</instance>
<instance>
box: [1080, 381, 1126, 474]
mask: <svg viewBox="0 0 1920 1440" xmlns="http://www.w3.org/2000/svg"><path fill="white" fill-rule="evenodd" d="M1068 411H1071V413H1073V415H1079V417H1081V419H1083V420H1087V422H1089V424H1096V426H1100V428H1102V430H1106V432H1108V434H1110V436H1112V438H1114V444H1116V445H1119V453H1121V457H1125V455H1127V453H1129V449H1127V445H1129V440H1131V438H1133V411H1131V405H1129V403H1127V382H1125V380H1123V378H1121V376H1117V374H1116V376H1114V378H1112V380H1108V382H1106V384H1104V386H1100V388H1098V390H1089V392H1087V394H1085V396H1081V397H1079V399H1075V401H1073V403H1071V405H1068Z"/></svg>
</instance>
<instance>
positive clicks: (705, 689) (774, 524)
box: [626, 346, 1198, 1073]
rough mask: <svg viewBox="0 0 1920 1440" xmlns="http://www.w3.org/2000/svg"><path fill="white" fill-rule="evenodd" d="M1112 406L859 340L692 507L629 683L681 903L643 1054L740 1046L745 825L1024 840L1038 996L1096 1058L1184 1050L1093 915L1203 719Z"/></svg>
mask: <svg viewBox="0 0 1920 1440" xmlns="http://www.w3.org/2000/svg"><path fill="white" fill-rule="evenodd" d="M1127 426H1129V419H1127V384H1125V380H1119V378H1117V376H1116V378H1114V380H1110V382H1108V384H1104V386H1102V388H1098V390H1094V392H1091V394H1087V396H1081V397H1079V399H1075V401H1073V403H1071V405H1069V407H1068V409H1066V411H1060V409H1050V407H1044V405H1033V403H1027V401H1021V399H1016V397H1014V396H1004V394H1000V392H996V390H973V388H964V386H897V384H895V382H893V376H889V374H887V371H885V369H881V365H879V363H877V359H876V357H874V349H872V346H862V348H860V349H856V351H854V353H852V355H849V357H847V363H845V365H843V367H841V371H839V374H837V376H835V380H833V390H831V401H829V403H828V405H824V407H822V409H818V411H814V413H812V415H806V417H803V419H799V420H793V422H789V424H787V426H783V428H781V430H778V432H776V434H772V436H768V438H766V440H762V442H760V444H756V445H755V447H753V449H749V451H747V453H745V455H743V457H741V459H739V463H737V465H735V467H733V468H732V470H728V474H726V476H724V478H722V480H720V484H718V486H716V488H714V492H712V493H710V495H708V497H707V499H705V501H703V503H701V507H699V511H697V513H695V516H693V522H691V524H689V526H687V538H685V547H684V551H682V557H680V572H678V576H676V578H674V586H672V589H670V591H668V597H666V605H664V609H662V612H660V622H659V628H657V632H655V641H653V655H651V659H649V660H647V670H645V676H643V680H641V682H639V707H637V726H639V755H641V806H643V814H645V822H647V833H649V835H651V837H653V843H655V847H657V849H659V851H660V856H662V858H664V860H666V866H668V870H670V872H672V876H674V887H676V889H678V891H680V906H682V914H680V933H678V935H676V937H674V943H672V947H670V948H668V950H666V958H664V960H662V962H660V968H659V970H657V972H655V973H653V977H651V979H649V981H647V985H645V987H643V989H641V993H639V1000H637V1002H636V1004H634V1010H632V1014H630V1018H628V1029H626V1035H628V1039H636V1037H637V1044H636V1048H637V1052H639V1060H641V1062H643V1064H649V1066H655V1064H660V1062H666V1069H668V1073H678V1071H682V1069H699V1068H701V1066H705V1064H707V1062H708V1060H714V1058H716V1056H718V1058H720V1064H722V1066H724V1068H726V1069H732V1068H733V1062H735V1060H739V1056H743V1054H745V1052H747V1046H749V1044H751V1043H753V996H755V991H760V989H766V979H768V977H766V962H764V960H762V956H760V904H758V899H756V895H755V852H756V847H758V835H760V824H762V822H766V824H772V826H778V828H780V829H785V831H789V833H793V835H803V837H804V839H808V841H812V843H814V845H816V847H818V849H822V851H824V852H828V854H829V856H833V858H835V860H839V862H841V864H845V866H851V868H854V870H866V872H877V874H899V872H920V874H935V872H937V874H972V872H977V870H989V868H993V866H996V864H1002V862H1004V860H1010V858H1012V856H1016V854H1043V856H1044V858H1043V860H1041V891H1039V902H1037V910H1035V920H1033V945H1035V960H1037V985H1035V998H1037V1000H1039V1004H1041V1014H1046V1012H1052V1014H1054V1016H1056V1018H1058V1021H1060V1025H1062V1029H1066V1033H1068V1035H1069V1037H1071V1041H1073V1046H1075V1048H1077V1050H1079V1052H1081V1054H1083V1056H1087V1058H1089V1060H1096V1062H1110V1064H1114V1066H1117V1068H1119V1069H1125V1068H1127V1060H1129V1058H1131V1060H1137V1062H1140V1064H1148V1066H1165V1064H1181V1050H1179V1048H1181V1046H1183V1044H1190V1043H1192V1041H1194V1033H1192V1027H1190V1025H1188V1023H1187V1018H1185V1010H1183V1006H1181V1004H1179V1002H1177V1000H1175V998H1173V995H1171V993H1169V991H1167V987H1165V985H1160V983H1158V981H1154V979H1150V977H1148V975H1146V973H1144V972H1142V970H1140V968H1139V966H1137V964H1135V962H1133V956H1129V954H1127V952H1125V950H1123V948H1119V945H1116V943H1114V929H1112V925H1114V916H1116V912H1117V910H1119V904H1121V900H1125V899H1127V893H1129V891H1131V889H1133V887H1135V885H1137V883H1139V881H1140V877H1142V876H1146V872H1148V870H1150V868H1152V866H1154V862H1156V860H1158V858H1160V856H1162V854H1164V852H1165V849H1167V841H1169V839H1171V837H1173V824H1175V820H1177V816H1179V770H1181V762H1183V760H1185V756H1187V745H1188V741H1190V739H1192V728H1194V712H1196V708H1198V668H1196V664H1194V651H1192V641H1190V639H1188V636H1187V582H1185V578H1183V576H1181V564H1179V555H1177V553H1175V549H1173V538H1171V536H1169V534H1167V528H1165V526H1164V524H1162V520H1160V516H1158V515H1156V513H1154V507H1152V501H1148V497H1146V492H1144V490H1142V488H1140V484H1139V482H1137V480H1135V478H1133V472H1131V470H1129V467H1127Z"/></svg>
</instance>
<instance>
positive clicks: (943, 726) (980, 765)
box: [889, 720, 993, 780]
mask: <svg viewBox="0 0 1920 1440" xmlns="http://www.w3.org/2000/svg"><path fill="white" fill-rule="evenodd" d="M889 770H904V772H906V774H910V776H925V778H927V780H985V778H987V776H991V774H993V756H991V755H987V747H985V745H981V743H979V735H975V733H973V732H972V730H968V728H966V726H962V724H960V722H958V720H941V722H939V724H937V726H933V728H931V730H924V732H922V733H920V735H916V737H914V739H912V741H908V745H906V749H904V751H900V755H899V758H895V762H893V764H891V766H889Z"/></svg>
────────────────
| REQUIRED ACTION |
What this exercise asks for is every line of the data above with the word "clicks".

| WRITTEN REPLY |
positive clicks: (705, 689) (774, 524)
positive clicks: (943, 726) (980, 765)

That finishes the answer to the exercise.